**EXERCISE MATERIAL:**
• • • • •

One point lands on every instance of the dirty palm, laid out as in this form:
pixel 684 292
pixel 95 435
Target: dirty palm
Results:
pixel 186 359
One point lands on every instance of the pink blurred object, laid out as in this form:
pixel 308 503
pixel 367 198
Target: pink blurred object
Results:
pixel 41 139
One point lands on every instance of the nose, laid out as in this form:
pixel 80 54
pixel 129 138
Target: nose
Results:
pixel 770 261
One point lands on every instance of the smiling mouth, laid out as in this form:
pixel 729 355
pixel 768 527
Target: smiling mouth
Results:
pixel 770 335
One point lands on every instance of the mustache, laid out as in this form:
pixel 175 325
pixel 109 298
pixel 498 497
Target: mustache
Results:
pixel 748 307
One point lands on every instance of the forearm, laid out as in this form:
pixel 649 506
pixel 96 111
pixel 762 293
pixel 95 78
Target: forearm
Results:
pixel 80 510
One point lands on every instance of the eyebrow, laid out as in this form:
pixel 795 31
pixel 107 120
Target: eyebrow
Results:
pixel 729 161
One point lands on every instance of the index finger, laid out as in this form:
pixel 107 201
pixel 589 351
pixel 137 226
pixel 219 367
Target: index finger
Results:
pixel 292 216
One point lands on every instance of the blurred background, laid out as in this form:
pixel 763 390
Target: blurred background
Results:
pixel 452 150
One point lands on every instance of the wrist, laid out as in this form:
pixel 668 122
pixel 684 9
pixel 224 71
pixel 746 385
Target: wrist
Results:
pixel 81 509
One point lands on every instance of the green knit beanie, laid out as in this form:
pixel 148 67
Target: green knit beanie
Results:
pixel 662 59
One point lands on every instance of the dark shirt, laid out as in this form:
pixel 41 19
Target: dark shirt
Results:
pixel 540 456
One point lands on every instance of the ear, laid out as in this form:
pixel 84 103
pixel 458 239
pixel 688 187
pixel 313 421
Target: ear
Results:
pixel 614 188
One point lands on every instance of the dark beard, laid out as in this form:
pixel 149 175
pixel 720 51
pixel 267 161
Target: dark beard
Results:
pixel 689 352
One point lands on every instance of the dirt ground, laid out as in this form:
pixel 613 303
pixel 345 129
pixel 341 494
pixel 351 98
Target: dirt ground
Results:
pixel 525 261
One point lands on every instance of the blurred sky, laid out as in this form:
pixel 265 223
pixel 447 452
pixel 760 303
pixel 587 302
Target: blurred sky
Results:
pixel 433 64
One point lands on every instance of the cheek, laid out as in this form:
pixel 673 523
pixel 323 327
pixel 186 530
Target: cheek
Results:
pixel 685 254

• • • • •

**WORK TO BE COMPLETED:** Restate the data word for word. Begin at its first line, end at the line that contains "Target: green knit beanie", and include both.

**ANSWER BELOW:**
One point lands on every instance of the dirty palm, laid out as in this form:
pixel 684 292
pixel 95 435
Target: dirty palm
Results:
pixel 186 359
One point lands on every instance of the pink blurred object, laid out as in this form:
pixel 308 503
pixel 367 198
Target: pink blurred object
Results:
pixel 41 139
One point lands on every instance of the nose, laid out as in this form:
pixel 80 54
pixel 129 138
Target: nose
Results:
pixel 770 261
One point lands on every instance of the smiling mouth, laid out as in this form:
pixel 729 355
pixel 768 527
Target: smiling mouth
Results:
pixel 770 335
One point lands on every instance of the mustache, laid out as in this form:
pixel 175 325
pixel 109 298
pixel 498 497
Target: mustache
Results:
pixel 748 307
One point lands on every instance of the forearm, laid out as in this form:
pixel 649 506
pixel 96 111
pixel 762 293
pixel 95 78
Target: forearm
Results:
pixel 80 510
One point lands on every instance of the eyebrow, laid out as in this form:
pixel 795 31
pixel 107 120
Target: eyebrow
Results:
pixel 729 161
One point lands on every instance of the index finger, laid out as in this form:
pixel 107 201
pixel 589 351
pixel 137 226
pixel 219 367
Target: index finger
Results:
pixel 292 216
One point lands on every instance of the blurred background, laid out as in this form:
pixel 763 390
Target: blurred background
Results:
pixel 452 150
One point lands on every instance of the wrist, laid out as in this form:
pixel 668 122
pixel 684 9
pixel 224 71
pixel 746 385
Target: wrist
Results:
pixel 81 509
One point lands on every instance of the green knit beanie, laid out as in this form:
pixel 148 67
Target: green knit beanie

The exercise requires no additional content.